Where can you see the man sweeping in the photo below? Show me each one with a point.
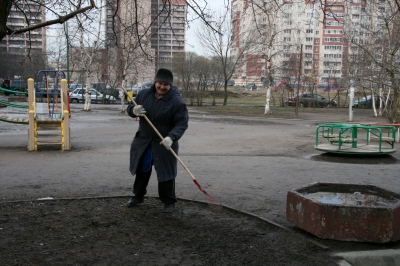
(165, 108)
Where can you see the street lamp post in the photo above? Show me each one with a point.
(67, 39)
(66, 34)
(351, 101)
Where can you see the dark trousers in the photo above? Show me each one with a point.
(166, 190)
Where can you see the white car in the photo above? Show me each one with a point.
(78, 95)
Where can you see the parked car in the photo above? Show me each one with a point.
(78, 95)
(230, 83)
(310, 100)
(251, 86)
(105, 88)
(133, 91)
(15, 85)
(74, 86)
(366, 102)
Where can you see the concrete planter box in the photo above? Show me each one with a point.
(347, 212)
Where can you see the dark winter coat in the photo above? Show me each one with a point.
(169, 115)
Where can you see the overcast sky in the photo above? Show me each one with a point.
(191, 40)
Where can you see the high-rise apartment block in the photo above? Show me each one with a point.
(323, 31)
(14, 48)
(168, 30)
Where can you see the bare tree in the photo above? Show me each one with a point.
(218, 44)
(53, 7)
(375, 50)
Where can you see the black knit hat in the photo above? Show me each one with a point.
(164, 75)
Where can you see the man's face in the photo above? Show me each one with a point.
(162, 88)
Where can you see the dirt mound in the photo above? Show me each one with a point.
(105, 232)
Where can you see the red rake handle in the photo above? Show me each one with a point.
(161, 137)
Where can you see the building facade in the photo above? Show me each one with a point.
(303, 38)
(168, 32)
(16, 48)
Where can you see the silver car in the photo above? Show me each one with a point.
(78, 95)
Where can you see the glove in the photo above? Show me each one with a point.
(167, 142)
(138, 110)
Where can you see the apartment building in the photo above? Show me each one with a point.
(162, 24)
(168, 30)
(14, 48)
(322, 35)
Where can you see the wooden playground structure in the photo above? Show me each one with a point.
(363, 139)
(48, 122)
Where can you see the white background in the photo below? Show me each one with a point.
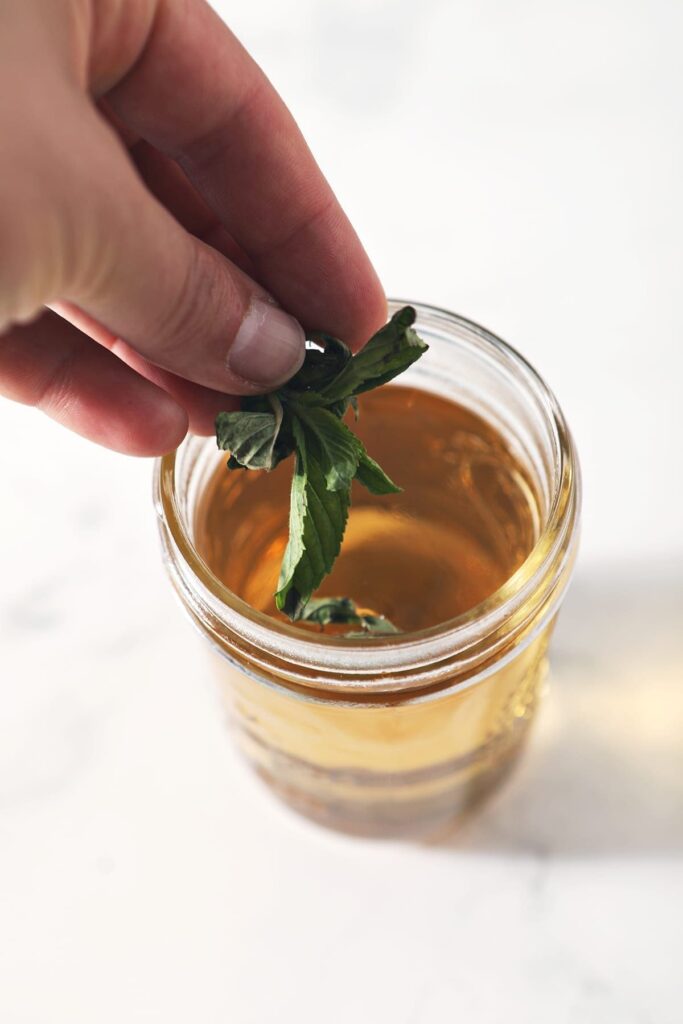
(520, 163)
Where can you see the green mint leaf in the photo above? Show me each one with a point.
(337, 449)
(341, 610)
(317, 521)
(305, 417)
(250, 437)
(387, 353)
(374, 478)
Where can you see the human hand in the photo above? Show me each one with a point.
(156, 192)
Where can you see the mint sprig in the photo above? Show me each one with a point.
(343, 611)
(304, 418)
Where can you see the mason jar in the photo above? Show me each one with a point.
(397, 734)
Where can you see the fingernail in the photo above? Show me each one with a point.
(269, 346)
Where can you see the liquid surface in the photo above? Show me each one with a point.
(465, 521)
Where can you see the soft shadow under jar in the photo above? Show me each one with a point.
(399, 734)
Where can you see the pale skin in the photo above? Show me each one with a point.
(162, 221)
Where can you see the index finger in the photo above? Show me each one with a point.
(197, 95)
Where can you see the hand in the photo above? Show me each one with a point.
(156, 192)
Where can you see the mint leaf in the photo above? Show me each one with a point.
(337, 449)
(317, 521)
(387, 353)
(250, 437)
(305, 417)
(342, 610)
(374, 478)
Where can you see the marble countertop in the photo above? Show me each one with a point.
(520, 164)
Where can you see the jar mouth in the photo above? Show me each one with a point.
(361, 657)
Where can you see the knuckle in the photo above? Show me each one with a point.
(198, 309)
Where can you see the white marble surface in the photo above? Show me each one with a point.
(519, 163)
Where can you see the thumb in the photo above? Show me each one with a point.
(177, 301)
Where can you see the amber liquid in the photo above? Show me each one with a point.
(400, 764)
(465, 521)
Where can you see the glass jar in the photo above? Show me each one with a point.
(394, 735)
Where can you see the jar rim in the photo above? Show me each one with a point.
(396, 653)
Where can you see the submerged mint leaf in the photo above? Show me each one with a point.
(342, 610)
(317, 521)
(250, 437)
(305, 417)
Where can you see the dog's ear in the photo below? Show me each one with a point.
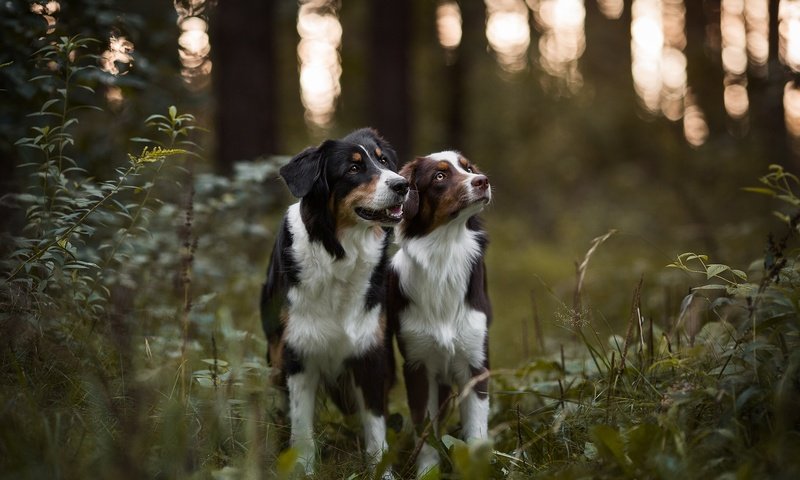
(411, 205)
(305, 169)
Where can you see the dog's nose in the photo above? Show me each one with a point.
(399, 186)
(481, 182)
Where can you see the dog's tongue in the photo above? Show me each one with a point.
(395, 211)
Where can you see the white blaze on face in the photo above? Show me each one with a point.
(384, 197)
(453, 158)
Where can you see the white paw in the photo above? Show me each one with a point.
(427, 460)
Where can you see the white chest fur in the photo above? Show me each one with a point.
(329, 321)
(438, 327)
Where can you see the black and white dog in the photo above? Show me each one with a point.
(437, 304)
(322, 303)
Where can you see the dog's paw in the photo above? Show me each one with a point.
(427, 460)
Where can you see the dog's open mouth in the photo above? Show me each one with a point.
(389, 215)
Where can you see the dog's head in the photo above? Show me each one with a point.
(445, 186)
(347, 182)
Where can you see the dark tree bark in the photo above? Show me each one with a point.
(388, 72)
(245, 80)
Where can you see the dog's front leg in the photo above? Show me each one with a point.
(302, 395)
(474, 407)
(424, 403)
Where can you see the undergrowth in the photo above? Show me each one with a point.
(131, 348)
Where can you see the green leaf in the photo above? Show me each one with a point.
(712, 286)
(760, 190)
(286, 462)
(715, 269)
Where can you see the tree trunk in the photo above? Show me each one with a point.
(245, 83)
(388, 72)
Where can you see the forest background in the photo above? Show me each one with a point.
(140, 146)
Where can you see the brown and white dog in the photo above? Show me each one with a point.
(437, 304)
(322, 303)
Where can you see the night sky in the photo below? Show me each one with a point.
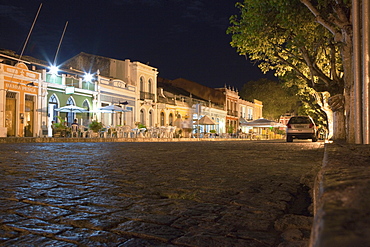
(182, 38)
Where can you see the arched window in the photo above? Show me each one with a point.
(162, 118)
(170, 119)
(150, 90)
(86, 116)
(151, 115)
(53, 104)
(141, 84)
(142, 117)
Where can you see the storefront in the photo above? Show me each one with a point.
(69, 90)
(19, 94)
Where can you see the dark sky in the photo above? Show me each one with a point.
(182, 38)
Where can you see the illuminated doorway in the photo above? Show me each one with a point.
(29, 115)
(10, 113)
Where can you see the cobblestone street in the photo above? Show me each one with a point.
(235, 193)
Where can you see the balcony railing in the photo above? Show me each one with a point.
(232, 113)
(146, 95)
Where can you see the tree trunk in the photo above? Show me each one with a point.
(339, 125)
(349, 105)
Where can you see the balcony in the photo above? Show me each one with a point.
(146, 95)
(232, 113)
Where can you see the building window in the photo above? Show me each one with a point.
(70, 115)
(142, 117)
(150, 90)
(151, 118)
(170, 119)
(53, 104)
(162, 118)
(141, 84)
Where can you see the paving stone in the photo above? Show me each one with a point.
(148, 231)
(151, 194)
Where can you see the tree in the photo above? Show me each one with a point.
(276, 100)
(307, 43)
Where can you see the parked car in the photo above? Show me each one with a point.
(301, 127)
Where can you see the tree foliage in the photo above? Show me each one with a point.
(307, 43)
(276, 99)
== == ==
# [Requirement]
Retype all the records shown above, character for character. Omit every picture.

# [Answer to this task]
Where can you see the man sweeping in the photo below? Show me each one with a point.
(165, 108)
Where can you see the street lamp post in the photo above? Show me each one with a point.
(67, 39)
(66, 34)
(351, 101)
Where can you see the dark trousers in the photo above? Show me each one with a point.
(166, 190)
Where can you see the white car in the photo above? Show me each one with a point.
(78, 95)
Where can you see the parked car in the photo above? Show me each one with a point.
(78, 95)
(230, 83)
(310, 100)
(251, 86)
(105, 88)
(133, 91)
(15, 85)
(74, 86)
(366, 102)
Where can you see the concrete planter box in the photo above? Show me each one with a point.
(347, 212)
Where can you see the dark winter coat in the photo above? Show me each one with a point.
(169, 115)
Where can you see the overcast sky in the photo above? Show me each one with a point.
(191, 40)
Where can you see the high-rise apartment block in the photo above? Show me each one with a point.
(323, 31)
(14, 48)
(168, 30)
Where can you see the bare tree in the photo above? Show me each one with a point.
(218, 44)
(53, 7)
(375, 50)
Where can you see the black knit hat in the photo above? Show me each one with a point.
(164, 75)
Where can you see the man's face in the photo above? Show me each one with a point.
(162, 88)
Where can you see the dirt mound in the photo above? Show me each one with a point.
(105, 232)
Where can you see the red rake handle in the photo above? Show me each one with a point.
(161, 137)
Where can you see the building facade in the photo above? Show me each one with a point.
(303, 38)
(168, 32)
(16, 48)
Where can you see the silver car in the photo above? Show me each one with a point.
(78, 95)
Where can you see the glove in the photo above? Show me each one with a point.
(167, 142)
(138, 110)
Where can you see the apartment building in the photo above? Show me each one with a point.
(162, 24)
(168, 30)
(14, 48)
(322, 35)
Where can you see the wooden playground structure in the photo above? Show me each one with a point.
(363, 139)
(48, 122)
Where can you see the white background in the photo below? Show me each one with a point.
(520, 163)
Where can you see the green mint leaf in the photo above? Show me each one with a point.
(337, 449)
(341, 610)
(317, 521)
(305, 417)
(250, 437)
(387, 353)
(374, 478)
Where can you see the human hand in the photo above? Show me each one with a point.
(156, 192)
Where can you see the mint sprig in the photo above? Show me each one with a point.
(343, 611)
(304, 418)
Where can you see the mason jar in the photo above? Show me each one with a point.
(397, 734)
Where can you see the fingernail in the photo above? Show me each one with a point.
(269, 346)
Where can you see the liquid surface in the photo above? Show me each one with a point.
(465, 521)
Where can you see the soft shadow under jar in the photo above? Show me each one with a point.
(399, 734)
Where can you see the pale skin in the photo above? Show me each one with a point.
(162, 221)
Where can you see the index finger in the photo above? Show me each one with a point.
(197, 95)
Where can you see the hand in the photo above? Show me each one with a point.
(156, 192)
Where can you see the mint leaf in the photo above? Show me each one with a point.
(337, 449)
(317, 521)
(387, 353)
(250, 437)
(305, 417)
(342, 610)
(374, 478)
Where can you see the marble countertop in the photo above? Show me each one with a point.
(520, 164)
Where can you see the jar mouth in the photo above? Show me each one with a point.
(361, 657)
Where can you see the knuckle in the photo above? Show me each one with a point.
(198, 309)
Where can you see the white marble surface in the photo above? Show me each one with a point.
(519, 163)
Where can you see the thumb in the photo above? Show me each one with a point.
(177, 301)
Where can you see the amber liquid in the photo above? Show me each one with a point.
(400, 764)
(465, 521)
Where can you see the glass jar in the photo above? Show me each one with a point.
(394, 735)
Where can you see the jar rim in the photo above? Show me each one with a point.
(396, 653)
Where can you see the submerged mint leaf in the photo above? Show me each one with a point.
(342, 610)
(317, 521)
(250, 437)
(305, 417)
Where can you see the dog's ear in the photo below? Show me each one with a point.
(411, 205)
(305, 169)
Where can you see the dog's nose in the photo above? Show me each one with a point.
(399, 186)
(481, 182)
Where can you see the dog's tongue in the photo above? Show me each one with a point.
(395, 211)
Where can you see the white blaze on face in the photo above? Show me each one with a point.
(384, 197)
(453, 158)
Where can you see the white paw in the photo above? Show me each one with a point.
(427, 460)
Where can you see the white chest fur in the photo above? Show me each one with a point.
(329, 321)
(438, 327)
Where can you see the black and white dog in the photo above? Show me each one with a point.
(437, 304)
(322, 303)
Where can you see the dog's paw in the photo above? Show me each one with a point.
(427, 460)
Where can you see the dog's open mouth in the photo above? Show me each one with a point.
(389, 215)
Where can you see the dog's head in the photo above? Show me each one with a point.
(445, 186)
(347, 182)
Where can you see the dark tree bark in the photo above? Show me each one with a point.
(388, 72)
(245, 80)
Where can you see the dog's front leg in the photo above? Show me each one with a point.
(302, 395)
(474, 407)
(424, 403)
Where can you see the undergrowth in the photo above? Show me each one with a point.
(131, 348)
Where can you see the green leaf in the photo above? Show me each one with a point.
(712, 286)
(760, 190)
(286, 462)
(715, 269)
Where can you see the tree trunk in the photo above? Show me each one with a point.
(245, 83)
(388, 72)
Where can you see the forest background in the photo above? Show me each one with a point.
(140, 146)
Where can you see the brown and white dog in the photo above? Show me each one with a point.
(437, 304)
(322, 303)
Where can you see the night sky in the photo below? Show me each one with a point.
(182, 38)
Where can you see the arched window in the photo above? Show me each one with a point.
(162, 118)
(170, 119)
(150, 90)
(86, 116)
(151, 115)
(53, 104)
(141, 84)
(142, 117)
Where can you see the storefront in the photo above? Show me each one with a point.
(69, 90)
(19, 94)
Where can you see the dark sky in the photo above? Show me each one with a point.
(182, 38)
Where can you see the illuminated doorway in the photo above? Show me each one with a point.
(29, 115)
(10, 113)
Where can you see the cobblestone street in the photo above? Show me each one with a point.
(235, 193)
Where can you see the balcony railing in the photo above? Show me each one with a point.
(232, 113)
(146, 95)
Where can you see the tree trunk in the photo above? Show me each one with a point.
(339, 125)
(349, 105)
Where can you see the balcony in the photo above? Show me each one with a point.
(146, 95)
(232, 113)
Where can you see the building window in the photo above? Show me each one with a point.
(70, 115)
(142, 117)
(150, 90)
(151, 118)
(170, 119)
(53, 104)
(162, 118)
(141, 84)
Where can you see the paving stone in the photo above? Show me each one with a point.
(148, 231)
(151, 194)
Where can you see the tree in the photo above? Show me each one with a point.
(276, 100)
(307, 43)
Where can you see the parked car in the photo above? Show me each one with a point.
(301, 127)
Where can you see the tree foliage in the photo above? Show me each one with a point.
(307, 43)
(276, 99)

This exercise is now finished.